In the entries below, find the lines with the word "butterfly" and copy them.

[Record excerpts]
-- Opening Marker --
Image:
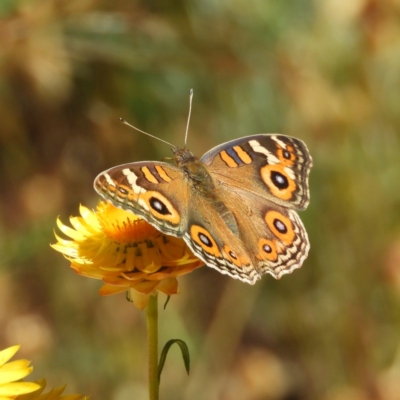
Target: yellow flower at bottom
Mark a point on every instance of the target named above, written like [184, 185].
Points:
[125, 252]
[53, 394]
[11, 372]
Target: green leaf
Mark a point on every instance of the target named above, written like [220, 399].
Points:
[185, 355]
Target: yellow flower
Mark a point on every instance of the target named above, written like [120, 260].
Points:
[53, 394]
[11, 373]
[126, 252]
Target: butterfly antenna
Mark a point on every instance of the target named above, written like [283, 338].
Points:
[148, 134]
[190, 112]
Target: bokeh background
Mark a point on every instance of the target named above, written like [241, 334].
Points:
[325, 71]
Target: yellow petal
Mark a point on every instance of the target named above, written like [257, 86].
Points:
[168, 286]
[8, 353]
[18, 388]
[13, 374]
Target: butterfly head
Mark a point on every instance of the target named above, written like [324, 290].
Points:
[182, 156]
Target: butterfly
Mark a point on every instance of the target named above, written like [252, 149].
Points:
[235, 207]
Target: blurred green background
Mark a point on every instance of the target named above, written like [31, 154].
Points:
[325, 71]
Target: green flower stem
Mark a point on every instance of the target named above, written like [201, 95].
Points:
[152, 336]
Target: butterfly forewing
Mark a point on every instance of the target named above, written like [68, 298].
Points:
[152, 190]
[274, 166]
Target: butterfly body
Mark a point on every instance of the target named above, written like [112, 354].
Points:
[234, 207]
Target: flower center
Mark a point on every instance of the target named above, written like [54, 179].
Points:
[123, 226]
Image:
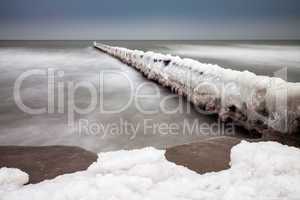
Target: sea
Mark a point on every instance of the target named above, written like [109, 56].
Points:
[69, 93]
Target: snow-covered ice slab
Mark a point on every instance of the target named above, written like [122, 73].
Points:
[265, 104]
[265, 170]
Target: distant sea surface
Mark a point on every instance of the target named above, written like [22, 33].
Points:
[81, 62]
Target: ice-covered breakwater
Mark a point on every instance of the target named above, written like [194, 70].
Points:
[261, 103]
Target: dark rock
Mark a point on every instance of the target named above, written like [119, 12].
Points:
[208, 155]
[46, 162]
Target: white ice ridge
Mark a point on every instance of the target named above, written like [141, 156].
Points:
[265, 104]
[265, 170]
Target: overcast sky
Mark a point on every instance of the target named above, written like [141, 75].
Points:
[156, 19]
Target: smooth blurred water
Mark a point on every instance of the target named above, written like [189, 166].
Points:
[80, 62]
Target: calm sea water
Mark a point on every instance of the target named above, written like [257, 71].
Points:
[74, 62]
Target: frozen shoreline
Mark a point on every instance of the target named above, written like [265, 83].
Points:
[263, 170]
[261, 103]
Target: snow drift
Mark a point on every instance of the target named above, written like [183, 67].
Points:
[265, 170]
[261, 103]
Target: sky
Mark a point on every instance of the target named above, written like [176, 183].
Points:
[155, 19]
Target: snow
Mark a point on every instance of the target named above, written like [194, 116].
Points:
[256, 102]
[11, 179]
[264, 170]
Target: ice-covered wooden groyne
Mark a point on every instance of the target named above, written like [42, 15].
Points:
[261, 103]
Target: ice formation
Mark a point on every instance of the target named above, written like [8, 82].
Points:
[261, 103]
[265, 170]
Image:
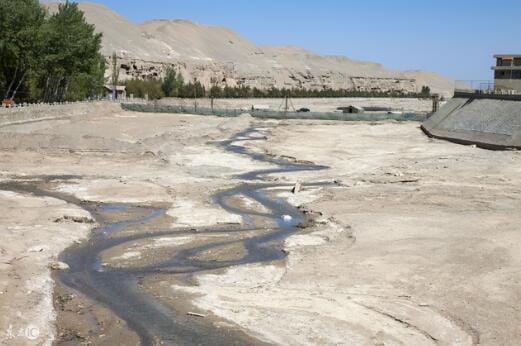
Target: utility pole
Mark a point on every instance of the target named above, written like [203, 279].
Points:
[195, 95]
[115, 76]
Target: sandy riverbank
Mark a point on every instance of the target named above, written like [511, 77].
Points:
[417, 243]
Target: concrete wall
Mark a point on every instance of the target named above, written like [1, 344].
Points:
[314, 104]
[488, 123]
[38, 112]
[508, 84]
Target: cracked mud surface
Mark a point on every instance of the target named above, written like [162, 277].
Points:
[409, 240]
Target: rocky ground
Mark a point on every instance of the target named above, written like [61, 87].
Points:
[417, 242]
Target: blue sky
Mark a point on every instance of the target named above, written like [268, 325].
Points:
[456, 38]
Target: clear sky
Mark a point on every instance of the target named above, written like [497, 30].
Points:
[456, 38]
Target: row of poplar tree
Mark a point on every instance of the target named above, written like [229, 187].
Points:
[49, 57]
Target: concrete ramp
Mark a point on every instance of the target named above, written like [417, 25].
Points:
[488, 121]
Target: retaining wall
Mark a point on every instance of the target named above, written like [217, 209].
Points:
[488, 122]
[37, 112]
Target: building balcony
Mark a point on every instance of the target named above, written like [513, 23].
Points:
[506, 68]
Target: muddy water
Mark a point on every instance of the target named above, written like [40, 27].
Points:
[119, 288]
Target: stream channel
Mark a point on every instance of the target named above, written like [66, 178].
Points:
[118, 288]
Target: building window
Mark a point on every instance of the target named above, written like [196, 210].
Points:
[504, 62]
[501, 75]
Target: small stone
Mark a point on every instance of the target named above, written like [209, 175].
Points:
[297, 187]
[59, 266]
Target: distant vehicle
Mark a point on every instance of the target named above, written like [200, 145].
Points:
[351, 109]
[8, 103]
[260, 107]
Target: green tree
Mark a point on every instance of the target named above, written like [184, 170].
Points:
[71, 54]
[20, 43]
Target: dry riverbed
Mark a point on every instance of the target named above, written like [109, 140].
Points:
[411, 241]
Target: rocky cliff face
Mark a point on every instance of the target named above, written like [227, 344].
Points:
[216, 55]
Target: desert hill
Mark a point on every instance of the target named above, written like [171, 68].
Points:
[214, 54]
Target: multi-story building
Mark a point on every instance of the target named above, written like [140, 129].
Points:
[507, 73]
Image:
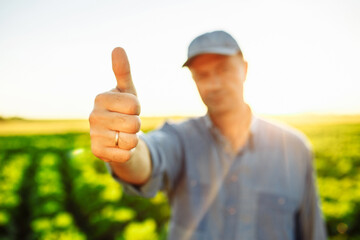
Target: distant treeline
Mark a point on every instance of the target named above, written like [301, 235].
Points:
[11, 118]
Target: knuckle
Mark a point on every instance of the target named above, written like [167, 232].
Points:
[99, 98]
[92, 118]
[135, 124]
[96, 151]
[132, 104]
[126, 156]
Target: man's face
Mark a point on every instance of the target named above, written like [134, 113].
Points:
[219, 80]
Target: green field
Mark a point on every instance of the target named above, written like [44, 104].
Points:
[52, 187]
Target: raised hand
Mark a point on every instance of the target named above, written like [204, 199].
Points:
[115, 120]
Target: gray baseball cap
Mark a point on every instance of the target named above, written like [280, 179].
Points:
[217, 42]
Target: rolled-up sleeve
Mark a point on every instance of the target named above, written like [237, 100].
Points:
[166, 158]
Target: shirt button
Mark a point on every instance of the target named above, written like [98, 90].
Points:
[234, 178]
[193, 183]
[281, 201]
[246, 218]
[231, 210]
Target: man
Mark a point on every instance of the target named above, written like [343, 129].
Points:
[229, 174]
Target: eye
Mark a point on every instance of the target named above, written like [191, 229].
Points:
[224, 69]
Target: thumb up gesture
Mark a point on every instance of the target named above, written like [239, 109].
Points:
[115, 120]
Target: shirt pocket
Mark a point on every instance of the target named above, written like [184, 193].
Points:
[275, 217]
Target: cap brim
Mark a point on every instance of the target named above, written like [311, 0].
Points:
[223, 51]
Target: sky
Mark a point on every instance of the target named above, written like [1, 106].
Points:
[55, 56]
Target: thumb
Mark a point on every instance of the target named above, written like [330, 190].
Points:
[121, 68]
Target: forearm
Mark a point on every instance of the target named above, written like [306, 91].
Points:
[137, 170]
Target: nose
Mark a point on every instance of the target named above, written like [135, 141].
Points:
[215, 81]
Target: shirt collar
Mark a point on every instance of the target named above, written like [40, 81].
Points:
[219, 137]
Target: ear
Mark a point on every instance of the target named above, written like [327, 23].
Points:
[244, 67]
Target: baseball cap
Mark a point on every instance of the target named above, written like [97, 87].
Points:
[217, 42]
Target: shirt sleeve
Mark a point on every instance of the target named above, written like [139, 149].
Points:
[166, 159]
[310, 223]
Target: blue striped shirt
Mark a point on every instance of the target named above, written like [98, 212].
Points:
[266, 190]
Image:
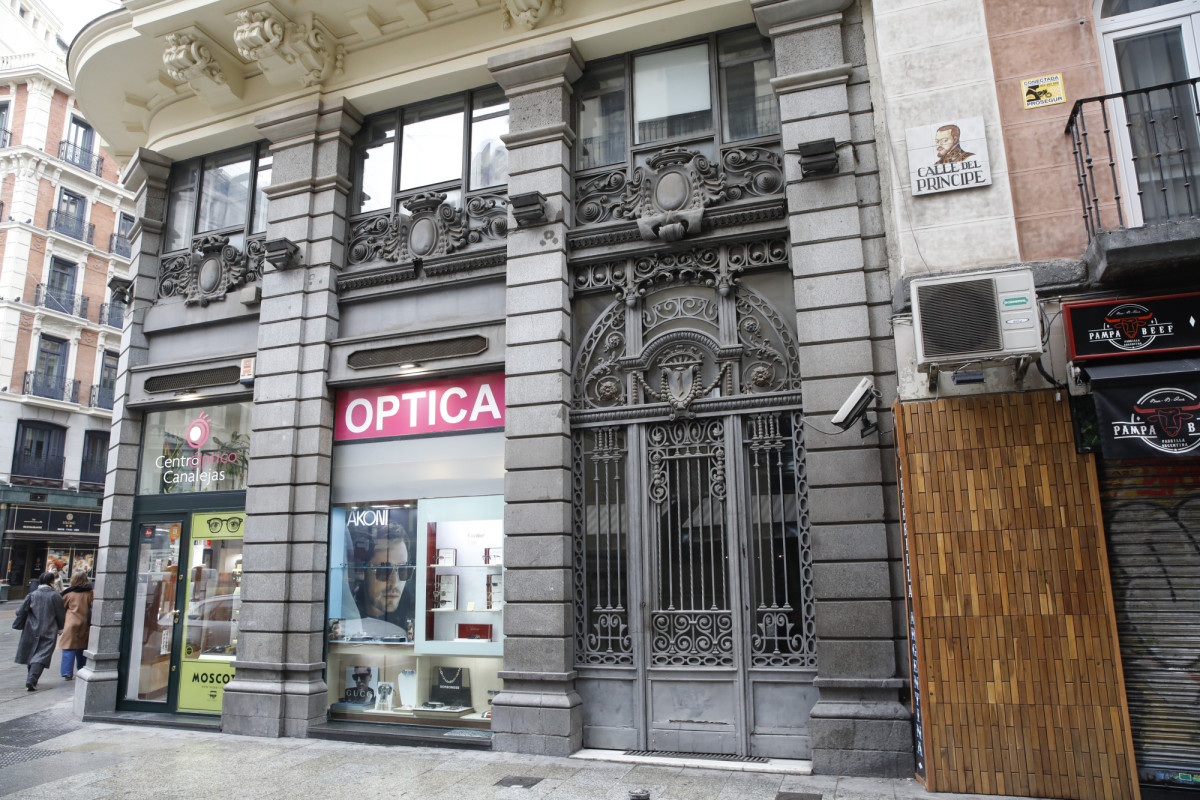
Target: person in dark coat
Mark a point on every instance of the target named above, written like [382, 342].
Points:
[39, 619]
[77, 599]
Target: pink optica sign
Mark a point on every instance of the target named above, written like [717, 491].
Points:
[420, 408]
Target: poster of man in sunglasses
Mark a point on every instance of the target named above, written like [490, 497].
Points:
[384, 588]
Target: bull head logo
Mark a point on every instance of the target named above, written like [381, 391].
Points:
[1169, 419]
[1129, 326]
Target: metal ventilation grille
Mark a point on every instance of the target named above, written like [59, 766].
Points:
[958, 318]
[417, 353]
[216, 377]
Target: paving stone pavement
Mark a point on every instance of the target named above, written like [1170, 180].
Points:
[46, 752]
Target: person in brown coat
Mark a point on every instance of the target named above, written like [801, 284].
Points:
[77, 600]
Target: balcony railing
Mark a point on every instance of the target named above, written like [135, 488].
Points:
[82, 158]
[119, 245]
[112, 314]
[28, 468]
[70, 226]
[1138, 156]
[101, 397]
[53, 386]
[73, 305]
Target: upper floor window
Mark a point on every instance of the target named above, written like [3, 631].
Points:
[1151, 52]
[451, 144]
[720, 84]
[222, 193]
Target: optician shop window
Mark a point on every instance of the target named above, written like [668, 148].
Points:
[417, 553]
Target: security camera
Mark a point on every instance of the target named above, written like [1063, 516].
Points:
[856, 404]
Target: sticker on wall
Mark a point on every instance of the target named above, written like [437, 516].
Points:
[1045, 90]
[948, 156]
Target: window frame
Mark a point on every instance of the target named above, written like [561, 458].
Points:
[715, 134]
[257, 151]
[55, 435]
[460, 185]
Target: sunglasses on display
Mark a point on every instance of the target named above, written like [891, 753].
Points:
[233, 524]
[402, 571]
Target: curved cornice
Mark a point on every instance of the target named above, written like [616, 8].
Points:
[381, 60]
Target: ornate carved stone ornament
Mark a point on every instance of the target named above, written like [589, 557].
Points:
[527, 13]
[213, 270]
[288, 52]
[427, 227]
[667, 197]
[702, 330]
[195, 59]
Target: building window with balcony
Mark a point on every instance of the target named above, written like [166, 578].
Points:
-- Closing Marker --
[Answer for the task]
Target: butterfly antenna
Target: butterfly head
Target: butterfly
Target: butterfly forewing
Target: butterfly body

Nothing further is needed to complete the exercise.